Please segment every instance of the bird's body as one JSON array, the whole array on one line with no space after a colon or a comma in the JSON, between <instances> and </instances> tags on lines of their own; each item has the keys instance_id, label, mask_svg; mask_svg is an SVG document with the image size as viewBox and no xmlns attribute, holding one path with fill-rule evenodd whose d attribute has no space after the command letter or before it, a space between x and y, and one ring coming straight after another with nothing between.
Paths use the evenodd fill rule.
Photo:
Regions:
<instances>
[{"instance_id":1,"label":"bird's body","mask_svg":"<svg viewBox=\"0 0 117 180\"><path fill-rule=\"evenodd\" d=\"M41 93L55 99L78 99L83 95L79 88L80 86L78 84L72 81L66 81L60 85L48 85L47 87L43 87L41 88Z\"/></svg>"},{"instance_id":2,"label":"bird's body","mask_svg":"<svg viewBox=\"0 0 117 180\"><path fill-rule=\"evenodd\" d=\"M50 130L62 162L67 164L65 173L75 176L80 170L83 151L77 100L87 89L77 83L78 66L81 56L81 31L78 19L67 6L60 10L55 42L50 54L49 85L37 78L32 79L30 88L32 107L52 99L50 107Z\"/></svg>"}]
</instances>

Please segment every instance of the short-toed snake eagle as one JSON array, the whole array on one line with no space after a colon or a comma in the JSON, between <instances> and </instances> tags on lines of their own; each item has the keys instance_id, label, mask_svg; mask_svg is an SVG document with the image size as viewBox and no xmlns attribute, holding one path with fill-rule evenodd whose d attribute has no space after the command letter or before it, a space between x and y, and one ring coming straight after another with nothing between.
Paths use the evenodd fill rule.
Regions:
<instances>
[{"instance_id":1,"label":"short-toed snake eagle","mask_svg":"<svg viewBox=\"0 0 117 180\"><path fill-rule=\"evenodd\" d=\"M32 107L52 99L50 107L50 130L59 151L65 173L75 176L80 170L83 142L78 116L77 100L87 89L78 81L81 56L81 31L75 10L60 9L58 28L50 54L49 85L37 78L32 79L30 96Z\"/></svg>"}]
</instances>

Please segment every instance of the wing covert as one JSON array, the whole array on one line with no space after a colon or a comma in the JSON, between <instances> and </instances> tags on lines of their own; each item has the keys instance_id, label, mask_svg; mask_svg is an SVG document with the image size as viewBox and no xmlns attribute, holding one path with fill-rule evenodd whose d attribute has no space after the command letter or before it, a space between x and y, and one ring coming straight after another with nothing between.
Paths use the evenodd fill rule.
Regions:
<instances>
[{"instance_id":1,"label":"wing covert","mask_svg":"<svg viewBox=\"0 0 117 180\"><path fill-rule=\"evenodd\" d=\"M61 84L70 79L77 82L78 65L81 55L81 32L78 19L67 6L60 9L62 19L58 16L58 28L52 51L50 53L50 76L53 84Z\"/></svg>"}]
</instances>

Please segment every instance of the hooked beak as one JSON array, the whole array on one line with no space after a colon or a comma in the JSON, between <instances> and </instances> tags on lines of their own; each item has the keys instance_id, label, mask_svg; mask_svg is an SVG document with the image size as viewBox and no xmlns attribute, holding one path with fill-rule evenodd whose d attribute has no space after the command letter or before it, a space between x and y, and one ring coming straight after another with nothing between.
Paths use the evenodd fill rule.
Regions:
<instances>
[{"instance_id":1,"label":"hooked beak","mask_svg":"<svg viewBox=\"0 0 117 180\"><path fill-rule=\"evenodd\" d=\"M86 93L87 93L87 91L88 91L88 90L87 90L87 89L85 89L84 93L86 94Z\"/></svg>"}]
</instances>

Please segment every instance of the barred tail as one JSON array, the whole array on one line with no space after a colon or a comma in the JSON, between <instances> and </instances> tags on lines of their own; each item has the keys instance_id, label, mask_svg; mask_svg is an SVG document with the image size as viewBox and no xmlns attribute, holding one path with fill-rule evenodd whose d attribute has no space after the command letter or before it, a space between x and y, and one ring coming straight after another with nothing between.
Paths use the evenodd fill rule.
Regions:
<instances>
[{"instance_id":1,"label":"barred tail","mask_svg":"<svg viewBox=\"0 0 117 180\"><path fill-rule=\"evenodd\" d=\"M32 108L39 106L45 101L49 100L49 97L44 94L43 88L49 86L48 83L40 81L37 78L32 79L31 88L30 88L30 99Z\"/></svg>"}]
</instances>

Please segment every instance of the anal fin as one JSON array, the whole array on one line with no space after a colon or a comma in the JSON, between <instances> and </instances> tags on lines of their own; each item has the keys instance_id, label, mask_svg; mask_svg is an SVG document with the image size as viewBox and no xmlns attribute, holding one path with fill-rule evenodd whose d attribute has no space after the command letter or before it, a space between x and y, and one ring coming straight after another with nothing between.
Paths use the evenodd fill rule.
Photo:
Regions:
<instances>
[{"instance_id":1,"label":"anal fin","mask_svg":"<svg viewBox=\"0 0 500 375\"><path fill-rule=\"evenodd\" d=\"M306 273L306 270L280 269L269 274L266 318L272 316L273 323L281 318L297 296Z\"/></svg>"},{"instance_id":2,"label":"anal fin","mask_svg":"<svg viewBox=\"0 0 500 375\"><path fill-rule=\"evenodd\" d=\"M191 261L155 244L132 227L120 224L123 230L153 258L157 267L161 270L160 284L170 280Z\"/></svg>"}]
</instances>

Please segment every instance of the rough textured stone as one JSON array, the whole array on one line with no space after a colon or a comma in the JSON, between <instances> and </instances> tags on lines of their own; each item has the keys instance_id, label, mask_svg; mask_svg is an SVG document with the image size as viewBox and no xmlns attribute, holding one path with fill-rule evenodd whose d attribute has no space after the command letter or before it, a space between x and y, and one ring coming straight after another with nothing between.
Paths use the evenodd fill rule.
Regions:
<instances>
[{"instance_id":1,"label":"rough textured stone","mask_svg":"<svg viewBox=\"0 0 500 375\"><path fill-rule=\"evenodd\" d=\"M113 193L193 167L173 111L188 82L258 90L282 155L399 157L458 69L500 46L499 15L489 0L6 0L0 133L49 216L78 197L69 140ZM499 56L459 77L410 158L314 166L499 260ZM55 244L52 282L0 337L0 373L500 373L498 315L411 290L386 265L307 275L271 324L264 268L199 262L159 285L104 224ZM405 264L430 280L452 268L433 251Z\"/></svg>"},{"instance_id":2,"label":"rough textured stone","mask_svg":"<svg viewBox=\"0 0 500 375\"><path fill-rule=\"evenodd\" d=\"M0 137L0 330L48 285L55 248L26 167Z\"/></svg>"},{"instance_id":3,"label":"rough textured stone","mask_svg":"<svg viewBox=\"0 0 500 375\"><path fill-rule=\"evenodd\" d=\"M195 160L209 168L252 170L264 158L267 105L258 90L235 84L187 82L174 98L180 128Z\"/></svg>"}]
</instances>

TO DO:
Could you copy the listing above word for word?

ANSWER FOR THIS EXERCISE:
Please segment every instance of the bird's body as one JSON array, the whole array on one line with no space after a colon or a comma in the JSON, between <instances> and </instances> tags on lines of their own; each item has the keys instance_id, label, mask_svg; mask_svg is an SVG document with the image size as viewBox and no xmlns attribute, holding one path with fill-rule evenodd whose d attribute has no space after the command letter or before it, a space between x and y, and one ring coming straight after another with nothing between.
Paths use the evenodd fill rule.
Photo:
Regions:
<instances>
[{"instance_id":1,"label":"bird's body","mask_svg":"<svg viewBox=\"0 0 117 180\"><path fill-rule=\"evenodd\" d=\"M41 93L55 99L78 99L83 95L79 88L80 86L78 84L72 81L66 81L60 85L48 85L47 87L43 87L41 88Z\"/></svg>"},{"instance_id":2,"label":"bird's body","mask_svg":"<svg viewBox=\"0 0 117 180\"><path fill-rule=\"evenodd\" d=\"M50 130L62 162L67 164L65 173L75 176L80 170L83 151L77 100L87 89L77 83L78 66L81 56L81 31L78 19L67 6L60 10L55 42L50 54L49 85L37 78L32 79L30 88L32 107L52 99L50 107Z\"/></svg>"}]
</instances>

Please segment every instance of the short-toed snake eagle as one JSON array, the whole array on one line with no space after a colon or a comma in the JSON, between <instances> and </instances> tags on lines of their own; each item has the keys instance_id, label, mask_svg; mask_svg is an SVG document with the image size as viewBox and no xmlns attribute, holding one path with fill-rule evenodd whose d attribute has no space after the command letter or before it, a space between x and y, and one ring coming straight after another with nothing between.
Paths use the evenodd fill rule.
Regions:
<instances>
[{"instance_id":1,"label":"short-toed snake eagle","mask_svg":"<svg viewBox=\"0 0 117 180\"><path fill-rule=\"evenodd\" d=\"M32 107L52 99L50 107L50 130L59 151L65 173L75 176L80 170L83 142L78 116L77 100L87 89L78 81L81 56L81 31L75 10L60 9L58 28L50 54L49 85L37 78L32 79L30 96Z\"/></svg>"}]
</instances>

Please segment every instance of the wing covert as one JSON array, the whole array on one line with no space after a colon or a comma in the JSON, between <instances> and </instances> tags on lines of their own; each item has the keys instance_id, label, mask_svg; mask_svg is an SVG document with the image size as viewBox and no xmlns attribute, holding one path with fill-rule evenodd whose d attribute has no space after the command letter or before it, a space between x and y, and one ring coming straight after another with nothing between.
Paths use the evenodd fill rule.
Regions:
<instances>
[{"instance_id":1,"label":"wing covert","mask_svg":"<svg viewBox=\"0 0 117 180\"><path fill-rule=\"evenodd\" d=\"M61 84L70 79L77 82L78 65L81 55L81 32L78 19L67 6L60 9L62 19L58 16L58 28L52 51L50 53L50 76L53 84Z\"/></svg>"}]
</instances>

Please segment every instance of the hooked beak as one JSON array, the whole array on one line with no space after a colon or a comma in the JSON, between <instances> and </instances> tags on lines of their own; each item has the keys instance_id, label, mask_svg; mask_svg is an SVG document with the image size as viewBox and no xmlns attribute, holding one path with fill-rule evenodd whose d attribute has no space after the command letter or before it, a space between x and y, and one ring coming straight after another with nothing between.
Paths use the evenodd fill rule.
Regions:
<instances>
[{"instance_id":1,"label":"hooked beak","mask_svg":"<svg viewBox=\"0 0 117 180\"><path fill-rule=\"evenodd\" d=\"M86 93L87 93L87 91L88 91L88 90L87 90L87 89L85 89L84 93L86 94Z\"/></svg>"}]
</instances>

Please segment every instance of the barred tail as one JSON array, the whole array on one line with no space after a colon or a comma in the JSON, between <instances> and </instances> tags on lines of their own; each item has the keys instance_id, label, mask_svg; mask_svg is an SVG document with the image size as viewBox and no xmlns attribute, holding one path with fill-rule evenodd whose d attribute has no space after the command letter or before it, a space between x and y, and one ring coming straight after another with nothing between.
Paths use the evenodd fill rule.
Regions:
<instances>
[{"instance_id":1,"label":"barred tail","mask_svg":"<svg viewBox=\"0 0 117 180\"><path fill-rule=\"evenodd\" d=\"M32 108L39 106L45 101L49 100L49 97L44 94L43 88L49 86L48 83L40 81L37 78L32 79L31 88L30 88L30 99Z\"/></svg>"}]
</instances>

Please segment every instance of the anal fin as one JSON array, the whole array on one line with no space after a colon or a comma in the JSON, between <instances> and </instances> tags on lines of their own; each item has the keys instance_id, label, mask_svg; mask_svg is an SVG document with the image size as viewBox and no xmlns attribute, holding one path with fill-rule evenodd whose d attribute has no space after the command letter or before it, a space between x and y, and one ring coming straight after another with nothing between.
Paths use the evenodd fill rule.
Photo:
Regions:
<instances>
[{"instance_id":1,"label":"anal fin","mask_svg":"<svg viewBox=\"0 0 500 375\"><path fill-rule=\"evenodd\" d=\"M306 273L306 270L280 269L269 274L266 318L272 316L273 323L281 318L297 296Z\"/></svg>"},{"instance_id":2,"label":"anal fin","mask_svg":"<svg viewBox=\"0 0 500 375\"><path fill-rule=\"evenodd\" d=\"M191 261L155 244L132 227L120 224L123 230L153 258L157 267L161 270L160 284L170 280Z\"/></svg>"}]
</instances>

Please segment every instance of the rough textured stone as one JSON array, the whole array on one line with no space after a colon or a comma in the JSON, between <instances> and </instances> tags on lines of their own; each item has the keys instance_id, label, mask_svg; mask_svg is an SVG document with the image size as viewBox and no xmlns attribute, holding one path with fill-rule evenodd whose d attribute has no space after the command letter or before it, a space between x and y, and one ring coming straight after another with nothing between.
Paths use the evenodd fill rule.
Regions:
<instances>
[{"instance_id":1,"label":"rough textured stone","mask_svg":"<svg viewBox=\"0 0 500 375\"><path fill-rule=\"evenodd\" d=\"M113 193L193 167L173 111L188 82L258 90L282 155L399 157L458 69L500 46L499 15L489 0L6 0L0 133L49 216L78 197L69 140ZM499 56L459 77L410 158L314 166L499 260ZM55 244L52 282L0 337L0 373L500 373L498 315L411 290L386 265L307 275L271 324L264 268L199 262L159 285L104 224ZM405 264L430 280L452 268L433 251Z\"/></svg>"},{"instance_id":2,"label":"rough textured stone","mask_svg":"<svg viewBox=\"0 0 500 375\"><path fill-rule=\"evenodd\" d=\"M0 137L0 330L48 285L55 248L26 167Z\"/></svg>"},{"instance_id":3,"label":"rough textured stone","mask_svg":"<svg viewBox=\"0 0 500 375\"><path fill-rule=\"evenodd\" d=\"M195 160L209 168L252 170L264 158L267 105L258 90L235 84L187 82L174 98L180 128Z\"/></svg>"}]
</instances>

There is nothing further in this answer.